For more information, please contact the professional(s) listed below, or your regular Crowell & Moring contact.

The European Commission launched the formal process to adopt an adequacy decision for the EU-U.S. Data Privacy Framework on December 13, 2022. The framework will replace the Privacy Shield, which was invalidated by the Court of Justice of the European Union’s (“CJEU”) Schrems II ruling on July 16, 2020 (CJEU C-311/18, discussed in this client alert). The draft adequacy decision aims to foster transatlantic data flows and to address the concerns raised in Schrems II. The draft adequacy decision is therefore important for businesses on both sides of the Atlantic.

An adequacy decision is a formal decision by the European Commission which recognizes a comparable level of personal data protection to that of the European Union in a non-EU country, territory, or international organization. As a result of such decision, personal data can flow freely and safely from the European Economic Area (“EEA”) to that recognized location without being subject to any further conditions or authorizations.

The EU’s proposal to launch a formal process to adopt an adequacy decision follows President Biden’s decision to sign an Executive Order in October 2022 which introduced new binding safeguards that address concerns raised in Schrems II. In Schrems II, the CJEU held that the U.S. Privacy Shield did not provide protection that was “essentially equivalent” to that of the EU because EU residents did not have effective remedies for privacy violations and because U.S. intelligence agencies had access to the data that was too-broad. As a reaction to invalidating the Privacy Shield, the Executive Order now imposes limitations and safeguards on access to data by U.S. intelligence agencies and establishes an independent and impartial redress mechanism.
----
▸ **Exercise requirements**
A) According to the passage on the EU-U.S. Data Privacy Framework, why did the Court of Justice of the European Union find that the Privacy Shield did not provide protection "essentially equivalent" to that of the EU? Answer in one to three sentences.
B) In the passage on the EU-U.S. Data Privacy Framework, on what date did the European Commission launch the formal process to adopt an adequacy decision?

▸ **Given data**
----
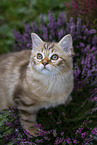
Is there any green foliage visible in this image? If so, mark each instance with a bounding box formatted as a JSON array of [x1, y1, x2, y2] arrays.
[[0, 0, 67, 53]]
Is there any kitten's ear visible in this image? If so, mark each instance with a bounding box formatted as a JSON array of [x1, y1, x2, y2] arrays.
[[58, 34, 74, 55], [31, 33, 43, 49]]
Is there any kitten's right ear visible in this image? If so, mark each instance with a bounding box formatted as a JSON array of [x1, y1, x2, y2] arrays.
[[31, 33, 43, 49]]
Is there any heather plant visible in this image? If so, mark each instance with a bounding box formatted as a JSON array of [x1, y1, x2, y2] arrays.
[[64, 0, 97, 30], [0, 12, 97, 145]]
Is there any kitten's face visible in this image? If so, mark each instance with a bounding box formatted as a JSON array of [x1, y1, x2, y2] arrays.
[[31, 33, 72, 75]]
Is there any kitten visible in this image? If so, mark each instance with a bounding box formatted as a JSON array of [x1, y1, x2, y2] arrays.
[[0, 33, 73, 135]]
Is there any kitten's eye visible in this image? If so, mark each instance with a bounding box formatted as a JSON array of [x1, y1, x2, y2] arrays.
[[51, 54, 59, 60], [37, 53, 43, 59]]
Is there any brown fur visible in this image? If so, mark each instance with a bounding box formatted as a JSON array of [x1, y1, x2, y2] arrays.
[[0, 33, 73, 135]]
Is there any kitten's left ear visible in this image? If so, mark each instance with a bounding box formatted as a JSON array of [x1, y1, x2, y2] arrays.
[[58, 34, 74, 55], [31, 33, 43, 49]]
----
▸ **Final results**
A) The court found that EU residents did not have effective remedies for privacy violations. It also found that U.S. intelligence agencies had access to the data that was too broad.

B) December 13, 2022.